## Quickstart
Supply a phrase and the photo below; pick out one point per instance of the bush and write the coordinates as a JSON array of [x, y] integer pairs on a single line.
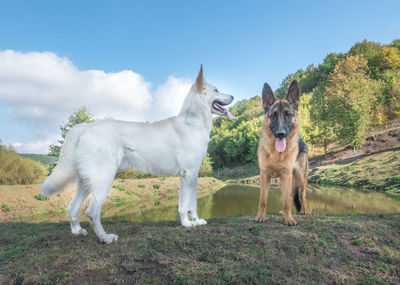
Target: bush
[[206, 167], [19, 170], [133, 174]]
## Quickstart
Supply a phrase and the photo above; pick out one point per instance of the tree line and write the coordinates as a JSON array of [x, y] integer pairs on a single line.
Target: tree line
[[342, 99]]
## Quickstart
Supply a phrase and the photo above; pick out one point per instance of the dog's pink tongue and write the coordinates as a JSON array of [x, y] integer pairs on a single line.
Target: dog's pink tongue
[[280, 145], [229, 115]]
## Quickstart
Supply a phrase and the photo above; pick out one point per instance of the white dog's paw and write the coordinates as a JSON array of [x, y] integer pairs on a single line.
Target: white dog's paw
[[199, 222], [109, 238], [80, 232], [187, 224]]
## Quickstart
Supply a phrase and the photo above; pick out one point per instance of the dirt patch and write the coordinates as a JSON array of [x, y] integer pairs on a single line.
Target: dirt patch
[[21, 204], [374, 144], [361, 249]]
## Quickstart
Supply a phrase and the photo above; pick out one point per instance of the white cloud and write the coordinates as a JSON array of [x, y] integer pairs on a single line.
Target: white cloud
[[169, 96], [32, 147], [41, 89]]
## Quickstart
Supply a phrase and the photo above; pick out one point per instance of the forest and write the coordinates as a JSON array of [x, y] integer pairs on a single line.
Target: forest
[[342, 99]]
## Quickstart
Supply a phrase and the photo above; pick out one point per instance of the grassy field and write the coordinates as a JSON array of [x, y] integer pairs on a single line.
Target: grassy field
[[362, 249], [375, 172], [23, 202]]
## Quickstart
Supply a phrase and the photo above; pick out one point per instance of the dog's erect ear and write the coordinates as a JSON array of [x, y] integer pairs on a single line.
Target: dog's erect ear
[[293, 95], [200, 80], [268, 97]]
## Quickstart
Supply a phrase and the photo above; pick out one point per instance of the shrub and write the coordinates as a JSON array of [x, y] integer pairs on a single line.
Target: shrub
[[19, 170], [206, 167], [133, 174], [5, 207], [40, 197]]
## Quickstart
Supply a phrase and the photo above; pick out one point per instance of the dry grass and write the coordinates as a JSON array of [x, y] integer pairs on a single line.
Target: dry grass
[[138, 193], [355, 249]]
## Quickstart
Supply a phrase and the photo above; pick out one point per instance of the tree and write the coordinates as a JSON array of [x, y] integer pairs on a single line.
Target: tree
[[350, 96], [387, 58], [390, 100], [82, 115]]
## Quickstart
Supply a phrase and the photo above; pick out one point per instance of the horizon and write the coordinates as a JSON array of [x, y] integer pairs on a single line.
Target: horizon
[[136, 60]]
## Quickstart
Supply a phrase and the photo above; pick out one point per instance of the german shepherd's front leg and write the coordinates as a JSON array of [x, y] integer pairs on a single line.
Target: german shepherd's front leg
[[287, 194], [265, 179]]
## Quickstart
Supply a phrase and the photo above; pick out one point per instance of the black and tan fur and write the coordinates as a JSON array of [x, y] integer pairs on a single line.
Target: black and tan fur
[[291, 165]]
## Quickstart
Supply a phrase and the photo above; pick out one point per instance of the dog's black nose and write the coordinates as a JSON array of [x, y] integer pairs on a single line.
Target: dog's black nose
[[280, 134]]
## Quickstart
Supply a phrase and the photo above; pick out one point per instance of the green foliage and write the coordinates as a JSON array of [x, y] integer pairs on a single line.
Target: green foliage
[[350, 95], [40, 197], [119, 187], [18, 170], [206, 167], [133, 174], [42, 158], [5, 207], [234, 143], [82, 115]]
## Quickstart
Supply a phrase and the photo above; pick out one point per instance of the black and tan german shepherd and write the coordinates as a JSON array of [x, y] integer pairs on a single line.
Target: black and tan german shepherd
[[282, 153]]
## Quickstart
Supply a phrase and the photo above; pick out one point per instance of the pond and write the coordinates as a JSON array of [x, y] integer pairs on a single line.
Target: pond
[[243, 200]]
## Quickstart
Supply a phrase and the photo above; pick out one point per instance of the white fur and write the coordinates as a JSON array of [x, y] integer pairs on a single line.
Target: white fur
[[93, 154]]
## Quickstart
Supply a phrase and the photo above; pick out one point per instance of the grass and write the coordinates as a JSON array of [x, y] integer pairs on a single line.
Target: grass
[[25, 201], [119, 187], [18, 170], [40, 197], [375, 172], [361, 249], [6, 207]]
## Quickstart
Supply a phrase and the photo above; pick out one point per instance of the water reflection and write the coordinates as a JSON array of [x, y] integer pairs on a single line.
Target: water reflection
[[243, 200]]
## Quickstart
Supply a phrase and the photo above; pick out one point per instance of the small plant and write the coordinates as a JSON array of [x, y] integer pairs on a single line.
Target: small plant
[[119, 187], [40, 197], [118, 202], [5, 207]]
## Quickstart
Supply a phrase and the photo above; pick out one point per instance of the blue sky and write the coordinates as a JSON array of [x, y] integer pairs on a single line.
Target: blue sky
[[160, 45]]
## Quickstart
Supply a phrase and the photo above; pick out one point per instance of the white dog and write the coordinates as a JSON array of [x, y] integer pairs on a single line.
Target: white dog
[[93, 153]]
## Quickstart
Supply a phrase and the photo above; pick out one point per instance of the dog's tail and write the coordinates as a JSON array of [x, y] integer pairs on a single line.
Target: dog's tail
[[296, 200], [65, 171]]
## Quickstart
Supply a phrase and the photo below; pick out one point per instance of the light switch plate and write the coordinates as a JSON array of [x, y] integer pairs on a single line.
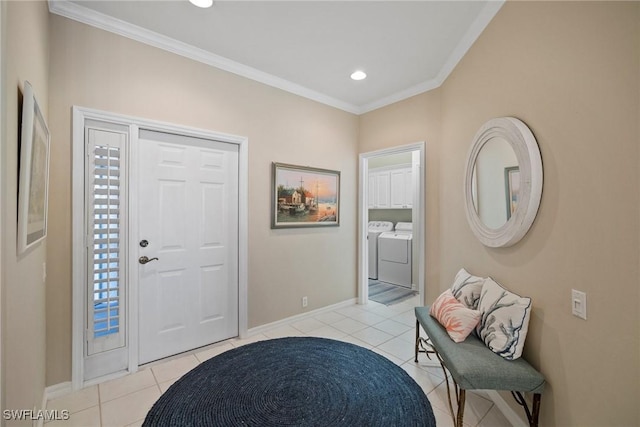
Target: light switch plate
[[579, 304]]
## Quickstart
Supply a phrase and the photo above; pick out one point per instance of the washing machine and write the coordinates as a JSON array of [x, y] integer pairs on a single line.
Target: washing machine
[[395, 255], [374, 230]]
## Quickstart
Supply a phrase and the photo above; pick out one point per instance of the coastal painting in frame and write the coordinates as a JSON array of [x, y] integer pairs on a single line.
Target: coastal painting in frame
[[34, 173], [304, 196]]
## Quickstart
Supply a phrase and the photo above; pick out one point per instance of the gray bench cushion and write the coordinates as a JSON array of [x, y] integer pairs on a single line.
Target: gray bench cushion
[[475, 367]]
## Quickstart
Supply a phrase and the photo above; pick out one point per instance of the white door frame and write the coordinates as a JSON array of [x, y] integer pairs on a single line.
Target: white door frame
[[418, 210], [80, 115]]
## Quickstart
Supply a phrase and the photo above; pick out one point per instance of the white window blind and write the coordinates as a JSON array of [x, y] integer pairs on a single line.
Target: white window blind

□ □ □ □ □ □ □

**About this exercise**
Identify each line in the records above containing the word "window"; copy those lines.

**Task response**
Supply a phrase and the photo above; pick out one point per instance of the white window blind and write the coordinates as a JSON array of [x, y] integer pairs on a single line.
Target: white window blind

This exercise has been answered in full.